● ASSIGNMENT
Each line containing the string "blue" should be copied out of the entries.

--

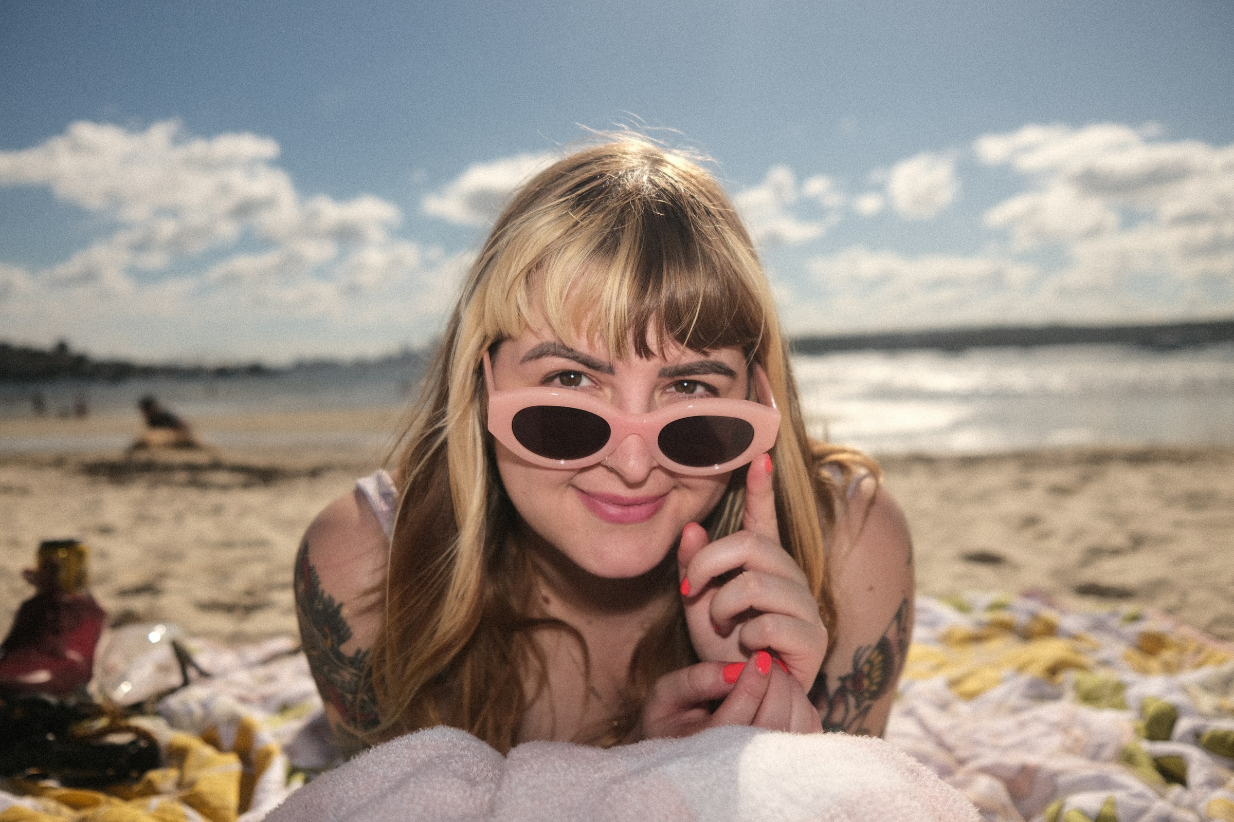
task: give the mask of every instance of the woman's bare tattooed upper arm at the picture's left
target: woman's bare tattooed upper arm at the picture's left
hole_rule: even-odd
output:
[[[326,507],[305,532],[295,567],[296,617],[326,718],[348,755],[378,721],[369,652],[381,626],[387,542],[359,490]]]

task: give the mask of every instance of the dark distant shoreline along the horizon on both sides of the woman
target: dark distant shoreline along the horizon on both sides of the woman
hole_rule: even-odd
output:
[[[1153,325],[995,325],[917,332],[802,335],[790,340],[793,354],[835,351],[935,349],[963,351],[975,348],[1041,345],[1137,345],[1157,350],[1193,348],[1234,341],[1234,319]],[[142,364],[128,360],[95,360],[74,351],[67,341],[38,349],[0,341],[0,382],[52,382],[83,380],[123,382],[137,377],[238,377],[270,376],[301,368],[373,367],[406,364],[422,367],[423,350],[405,349],[376,360],[313,360],[292,366],[262,362],[233,365]]]

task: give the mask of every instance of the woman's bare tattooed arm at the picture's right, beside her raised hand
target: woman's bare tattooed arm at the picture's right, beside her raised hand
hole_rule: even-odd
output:
[[[900,507],[871,477],[849,495],[828,556],[837,626],[810,698],[823,730],[880,736],[913,630],[913,551]]]

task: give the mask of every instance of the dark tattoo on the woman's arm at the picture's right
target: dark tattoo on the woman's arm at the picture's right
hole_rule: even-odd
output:
[[[891,624],[874,645],[863,645],[853,652],[853,670],[835,683],[828,684],[826,672],[818,672],[814,686],[810,689],[810,701],[818,706],[824,731],[843,731],[875,736],[866,727],[870,709],[900,678],[908,653],[908,622],[912,603],[905,599],[891,617]]]

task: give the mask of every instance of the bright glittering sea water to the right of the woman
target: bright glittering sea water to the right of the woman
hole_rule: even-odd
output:
[[[874,454],[1234,444],[1234,345],[859,351],[795,362],[811,433]]]

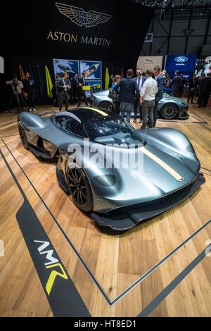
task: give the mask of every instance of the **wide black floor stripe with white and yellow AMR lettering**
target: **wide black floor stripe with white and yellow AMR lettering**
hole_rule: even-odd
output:
[[[0,154],[24,199],[23,205],[16,214],[16,219],[34,267],[37,270],[46,298],[51,306],[53,316],[90,317],[84,301],[77,292],[63,263],[60,261],[56,250],[46,235],[44,228],[41,226],[34,209],[28,201],[27,196],[25,196],[22,187],[20,187],[1,149]],[[44,249],[41,249],[42,245],[44,245]]]

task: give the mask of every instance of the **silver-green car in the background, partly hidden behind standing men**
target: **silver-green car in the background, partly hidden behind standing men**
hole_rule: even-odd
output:
[[[101,107],[108,109],[108,111],[113,111],[113,101],[108,98],[108,93],[109,89],[98,93],[91,93],[91,107]],[[188,107],[186,101],[164,94],[158,103],[158,115],[165,120],[173,120],[174,118],[186,120],[189,118]]]

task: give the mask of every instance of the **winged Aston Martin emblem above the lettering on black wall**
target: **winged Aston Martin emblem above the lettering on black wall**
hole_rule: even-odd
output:
[[[95,27],[98,24],[106,23],[112,15],[98,13],[96,11],[84,11],[83,8],[73,7],[66,4],[56,2],[56,6],[60,13],[72,20],[72,23],[79,25],[79,27]]]

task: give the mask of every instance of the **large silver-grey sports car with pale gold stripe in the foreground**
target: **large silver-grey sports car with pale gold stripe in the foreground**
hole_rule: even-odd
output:
[[[23,112],[18,130],[23,146],[35,155],[58,156],[58,183],[76,206],[115,230],[167,211],[205,182],[184,134],[135,130],[102,108]]]

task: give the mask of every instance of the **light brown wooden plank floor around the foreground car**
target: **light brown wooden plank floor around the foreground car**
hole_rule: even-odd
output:
[[[50,109],[55,110],[42,106],[38,112]],[[191,105],[190,114],[184,122],[158,120],[158,127],[184,132],[191,139],[201,166],[211,169],[211,109]],[[207,124],[193,123],[203,122],[202,118]],[[211,173],[202,169],[206,173],[205,185],[179,206],[128,232],[115,233],[99,228],[75,207],[57,183],[56,163],[41,161],[23,148],[14,111],[0,113],[0,120],[1,152],[91,316],[138,316],[211,239],[211,225],[207,225],[117,303],[109,305],[32,185],[112,302],[211,219]],[[4,257],[0,257],[0,316],[53,316],[15,217],[23,196],[3,158],[0,170],[0,239],[5,245]],[[211,316],[210,258],[203,258],[149,316]]]

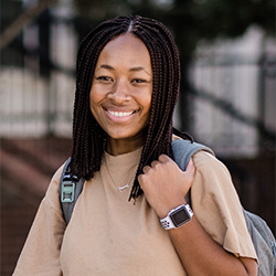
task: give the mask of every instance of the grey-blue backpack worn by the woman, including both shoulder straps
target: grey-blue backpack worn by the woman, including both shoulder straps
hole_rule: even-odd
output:
[[[214,152],[204,145],[182,139],[172,141],[172,150],[176,162],[183,171],[190,158],[197,151],[204,150],[214,155]],[[66,224],[70,222],[74,205],[83,190],[85,181],[83,178],[77,179],[71,176],[68,169],[70,161],[71,158],[65,162],[60,182],[60,201]],[[190,202],[190,194],[188,194],[187,201]],[[246,210],[243,211],[258,257],[258,276],[276,276],[276,242],[270,229],[258,215]]]

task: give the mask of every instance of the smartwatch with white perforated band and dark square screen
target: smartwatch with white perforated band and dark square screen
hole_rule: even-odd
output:
[[[164,230],[179,229],[191,221],[192,216],[192,209],[189,204],[185,204],[172,209],[164,219],[160,220],[160,222]]]

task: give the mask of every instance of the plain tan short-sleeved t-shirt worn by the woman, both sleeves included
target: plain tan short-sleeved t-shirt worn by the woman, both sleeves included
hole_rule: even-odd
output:
[[[116,190],[131,178],[140,152],[138,149],[117,157],[105,153],[100,171],[85,182],[67,227],[59,200],[60,168],[13,275],[187,275],[168,232],[146,198],[140,197],[134,204],[128,202],[130,189]],[[226,251],[257,258],[226,168],[206,152],[195,153],[193,161],[194,215]]]

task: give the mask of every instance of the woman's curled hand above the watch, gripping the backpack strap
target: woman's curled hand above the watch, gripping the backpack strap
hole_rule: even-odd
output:
[[[187,170],[182,171],[171,158],[161,155],[158,161],[152,161],[142,171],[138,181],[160,219],[170,210],[185,203],[184,197],[192,185],[195,171],[192,160],[189,161]]]

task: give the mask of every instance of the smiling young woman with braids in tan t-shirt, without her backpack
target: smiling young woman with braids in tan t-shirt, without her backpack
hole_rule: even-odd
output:
[[[185,172],[173,161],[179,86],[178,51],[160,22],[119,17],[84,39],[70,168],[86,182],[66,226],[57,170],[14,276],[257,275],[226,168],[203,151]],[[160,220],[174,209],[189,220],[168,230]]]

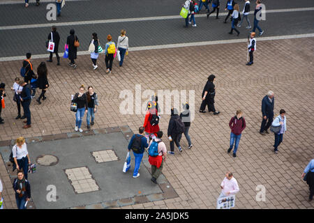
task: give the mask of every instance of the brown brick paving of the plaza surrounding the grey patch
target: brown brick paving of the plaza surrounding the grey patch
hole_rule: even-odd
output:
[[[253,66],[245,66],[246,43],[182,47],[130,52],[124,66],[114,61],[112,74],[105,74],[103,55],[98,70],[92,70],[89,56],[78,56],[77,70],[61,61],[61,66],[48,64],[50,89],[42,105],[31,102],[31,128],[22,129],[13,93],[9,91],[19,76],[21,61],[0,63],[1,82],[7,84],[6,109],[2,117],[0,141],[23,137],[37,137],[74,131],[75,114],[70,112],[70,95],[81,84],[94,86],[100,107],[94,129],[128,125],[133,132],[144,121],[144,114],[119,113],[122,102],[119,94],[124,89],[135,91],[135,84],[146,89],[194,90],[195,120],[190,137],[193,148],[187,149],[182,138],[183,153],[175,150],[168,156],[163,174],[179,194],[178,198],[126,206],[124,208],[216,208],[220,182],[225,171],[237,178],[240,192],[236,208],[314,208],[309,203],[308,186],[301,174],[313,159],[314,118],[314,38],[258,42]],[[42,60],[34,60],[36,68]],[[210,73],[216,75],[216,109],[218,116],[200,114],[201,93]],[[272,151],[274,135],[258,133],[261,122],[261,100],[267,91],[275,93],[275,115],[279,109],[287,111],[287,132],[278,155]],[[144,100],[143,100],[144,102]],[[237,157],[227,154],[230,129],[228,123],[235,111],[244,111],[247,127],[242,134]],[[160,129],[167,132],[170,116],[163,114]],[[84,118],[82,128],[86,130]],[[163,137],[170,149],[167,137]],[[6,161],[6,160],[4,160]],[[0,159],[0,174],[4,182],[3,197],[13,197],[10,180]],[[149,179],[147,179],[149,180]],[[257,185],[266,187],[266,201],[257,202]],[[33,192],[36,193],[36,192]],[[9,199],[8,199],[9,197]],[[14,208],[7,202],[5,208]]]

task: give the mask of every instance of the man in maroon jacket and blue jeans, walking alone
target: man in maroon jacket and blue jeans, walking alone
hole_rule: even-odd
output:
[[[237,110],[237,115],[231,118],[229,127],[231,128],[230,148],[227,152],[230,153],[232,151],[235,139],[233,157],[237,157],[236,153],[241,139],[241,133],[246,128],[246,120],[242,117],[241,110]]]

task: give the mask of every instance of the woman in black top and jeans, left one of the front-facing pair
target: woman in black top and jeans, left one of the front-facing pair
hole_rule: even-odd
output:
[[[75,114],[75,132],[83,132],[81,125],[83,121],[84,114],[87,113],[87,95],[84,93],[84,85],[80,86],[80,92],[75,93],[73,102],[77,103],[77,112]]]

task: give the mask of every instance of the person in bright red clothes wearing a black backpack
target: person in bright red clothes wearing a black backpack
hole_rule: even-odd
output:
[[[155,139],[159,131],[159,116],[156,108],[156,102],[150,101],[147,105],[147,113],[144,119],[145,137]]]

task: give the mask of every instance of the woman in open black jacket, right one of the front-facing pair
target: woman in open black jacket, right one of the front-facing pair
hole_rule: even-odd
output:
[[[87,128],[90,129],[91,125],[94,125],[95,113],[98,108],[98,95],[94,92],[92,86],[87,89]],[[91,120],[91,122],[89,122]]]

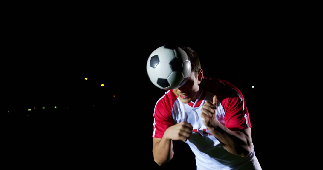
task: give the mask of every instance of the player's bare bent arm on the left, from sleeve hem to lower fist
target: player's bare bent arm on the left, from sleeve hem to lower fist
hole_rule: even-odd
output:
[[[180,122],[168,127],[162,138],[153,138],[152,153],[158,165],[163,165],[174,156],[172,140],[186,141],[192,134],[193,127],[186,122]]]

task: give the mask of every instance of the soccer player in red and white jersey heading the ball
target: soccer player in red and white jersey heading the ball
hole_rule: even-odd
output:
[[[240,90],[227,81],[203,77],[196,52],[181,48],[191,61],[192,72],[183,86],[168,90],[155,105],[155,162],[170,161],[172,140],[182,140],[195,154],[197,169],[261,169]]]

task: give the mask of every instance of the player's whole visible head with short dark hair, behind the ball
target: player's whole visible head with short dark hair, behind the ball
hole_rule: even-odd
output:
[[[192,99],[197,99],[199,96],[198,91],[200,90],[199,84],[203,79],[203,70],[201,69],[200,59],[196,52],[190,47],[182,48],[187,56],[189,57],[192,65],[192,71],[190,78],[186,83],[173,91],[183,103],[189,103]]]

--

● ANSWER TO THIS EXERCISE
task: give the mask of every instance of the grey-blue backpack worn by the woman, including both shoulder straps
target: grey-blue backpack worn by the woman, including both shoulder straps
task: give the mask of every instance of the man in maroon jacket and blue jeans, walking alone
target: man in maroon jacket and blue jeans, walking alone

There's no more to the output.